BRIEF 1: Decide whether each statement below agrees with the voter rolls discussion. Answer yes or no for (a), (b) and (c), quoting the deciding words of the discussion. (a) The Motor Voter Law was the first legislation President Clinton signed upon entering office. (b) Philadelphia's population has grown since 1995. (c) The Media Consortium Florida Ballot Project found that a full statewide recount would have given the victory to Bush.
BRIEF 2: According to the voter rolls discussion, what is the problem with pre-punching Votamatic ballots? Explain in one to three sentences.

READING PASSAGE:
Example - all mentions of "roll"
upgrade technology, cull voter rolls and enhance training [listed improvements]
...
More insidious are flawed voter rolls, voter ignorance, lackadaisical law enforcement and a shortage of trained volunteers. [flawed is vague - in what way?]
...
We're going to bring challenge to those people that disenroll people [in a quote from John Kerry, in Florida specifically, said "before a single ballot was cast, counted or disputed," as part of the problem of liberal election by litigation, ]
...
The "Motor Voter Law," the first piece of legislation signed into law by President Clinton upon entering office, imposed fraud-friendly rules [...] making it difficult to purge "deadwood" voters (those who have died or moved away) [or have names similar to felons?]
...
In 2001, the voter rolls in many American cities included more names than the U.S. Census listed as the total number of residents over age eighteen. Philadelphia's voter rolls, for instance, have jumped 24 percent since 1995 at the same time that the city's population has declined by 13 percent.
His take on voter rolls and their danger to Democracy is clear: they're too big, less names is good, purge purge purge. Dangers of overdoing it? Apparently none.

The guy's a Republican hack - I'll bet $1 right now his book spends pages discussing the dead people that voted in FL in '97 without one mention of the many living citizens who weren't allowed to in 2000.

And anyway, he dances right around this issue so well, I'm gonna go ahead and call his opinions irrelevant or worse.
 
The Media Consortium Florida Ballot Project found that a full recount of all Florida ballots statewide would have given a narrow election victory to Al Gore.

Can you believe i was so eager to believe you walked into my clever trap I though you said "Bush" instead of Gore? But it was such fun to imagine another debunker just walked in and said "media group recount, Bush won."

Ballot issues, how counted, the different chads, are all important issues too when dealing with such (depressignly) narrow differences, that different counting "scenarios" could easily yield victory to either side - both have been found to have truly won. All this stuff is clearly relevant, but again we'd be dealing with votes cast.

So we're looking at vote fraud; extras added in, and I'd guess there were some, and those excluded from even entering the system. The "no chads" are somehow the least talked about ballot problem! Perhaps the two manipulations were as balanced as the votes cast, again leaving us depressingly divided, uninspired, and uniformly deceitful? Luckily we can never know for sure.
 
I think he was talking about pre-punching the ballots, rather than post-punching.

Pre-punching Votamatic ballots has a similar problem. On election day, individual ballots are taken from a pad and handed to the voter by an election judge. This is done in full view of the voter, other judges at the polling place and other voters standing in line. If anything was already punched out, it would be visible to these witnesses.
 
Pre-punching Votamatic ballots has a similar problem. On election day, individual ballots are taken from a pad and handed to the voter by an election judge. This is done in full view of the voter, other judges at the polling place and other voters standing in line. If anything was already punched out, it would be visible to these witnesses.

And again that doesn't seem to work. Hmmm...

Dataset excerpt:
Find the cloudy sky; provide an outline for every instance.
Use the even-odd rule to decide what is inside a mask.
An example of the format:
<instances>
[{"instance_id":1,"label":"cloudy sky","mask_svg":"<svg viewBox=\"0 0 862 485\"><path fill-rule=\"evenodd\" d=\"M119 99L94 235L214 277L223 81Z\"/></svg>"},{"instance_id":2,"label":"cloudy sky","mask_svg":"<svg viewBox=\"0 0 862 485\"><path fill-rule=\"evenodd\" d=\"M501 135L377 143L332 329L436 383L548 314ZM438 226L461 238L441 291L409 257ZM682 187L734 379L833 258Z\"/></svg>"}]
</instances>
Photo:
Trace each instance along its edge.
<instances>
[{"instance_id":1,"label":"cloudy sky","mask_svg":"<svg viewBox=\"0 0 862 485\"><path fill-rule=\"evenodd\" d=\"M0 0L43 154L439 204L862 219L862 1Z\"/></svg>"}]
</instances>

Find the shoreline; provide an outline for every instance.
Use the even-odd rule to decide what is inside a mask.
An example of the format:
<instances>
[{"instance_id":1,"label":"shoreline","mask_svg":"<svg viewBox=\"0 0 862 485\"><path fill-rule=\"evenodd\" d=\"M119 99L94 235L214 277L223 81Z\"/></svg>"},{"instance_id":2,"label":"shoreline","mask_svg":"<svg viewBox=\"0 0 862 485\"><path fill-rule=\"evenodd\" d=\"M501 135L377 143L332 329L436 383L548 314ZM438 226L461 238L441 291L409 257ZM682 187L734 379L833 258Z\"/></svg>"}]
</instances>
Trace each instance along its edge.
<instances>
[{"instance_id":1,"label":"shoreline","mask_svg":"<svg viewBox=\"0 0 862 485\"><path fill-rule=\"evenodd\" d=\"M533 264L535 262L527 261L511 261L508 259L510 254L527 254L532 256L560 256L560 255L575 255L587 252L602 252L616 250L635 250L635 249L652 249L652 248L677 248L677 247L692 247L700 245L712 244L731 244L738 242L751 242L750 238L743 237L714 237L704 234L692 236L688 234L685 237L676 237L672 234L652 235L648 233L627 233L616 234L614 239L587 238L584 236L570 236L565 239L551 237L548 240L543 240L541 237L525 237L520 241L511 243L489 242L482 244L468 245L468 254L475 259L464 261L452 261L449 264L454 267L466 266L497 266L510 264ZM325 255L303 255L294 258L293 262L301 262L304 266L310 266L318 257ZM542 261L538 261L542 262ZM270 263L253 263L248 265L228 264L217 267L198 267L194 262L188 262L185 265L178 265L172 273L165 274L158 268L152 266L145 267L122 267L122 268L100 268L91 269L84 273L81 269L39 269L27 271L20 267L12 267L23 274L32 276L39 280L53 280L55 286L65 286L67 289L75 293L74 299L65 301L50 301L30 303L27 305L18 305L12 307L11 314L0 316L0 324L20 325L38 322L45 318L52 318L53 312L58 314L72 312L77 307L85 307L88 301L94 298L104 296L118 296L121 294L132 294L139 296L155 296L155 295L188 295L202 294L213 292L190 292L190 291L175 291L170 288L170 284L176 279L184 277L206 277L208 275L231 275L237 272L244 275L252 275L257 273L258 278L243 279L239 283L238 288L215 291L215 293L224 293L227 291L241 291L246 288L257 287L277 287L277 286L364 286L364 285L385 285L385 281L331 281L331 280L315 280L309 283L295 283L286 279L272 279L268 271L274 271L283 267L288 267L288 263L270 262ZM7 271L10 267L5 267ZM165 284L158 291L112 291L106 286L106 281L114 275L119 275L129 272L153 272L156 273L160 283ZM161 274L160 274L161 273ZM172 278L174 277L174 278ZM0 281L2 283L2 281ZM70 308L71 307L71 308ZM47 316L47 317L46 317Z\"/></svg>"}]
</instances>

RESPONSE 1:
(a) Yes: "the first piece of legislation signed into law by President Clinton upon entering office"
(b) No: "the city's population has declined by 13 percent"
(c) No: "would have given a narrow election victory to Al Gore"

RESPONSE 2: On election day, an election judge takes each ballot from a pad and hands it to the voter. This happens in full view of the voter, other judges at the polling place and other voters standing in line. Any hole already punched out would be visible to these witnesses.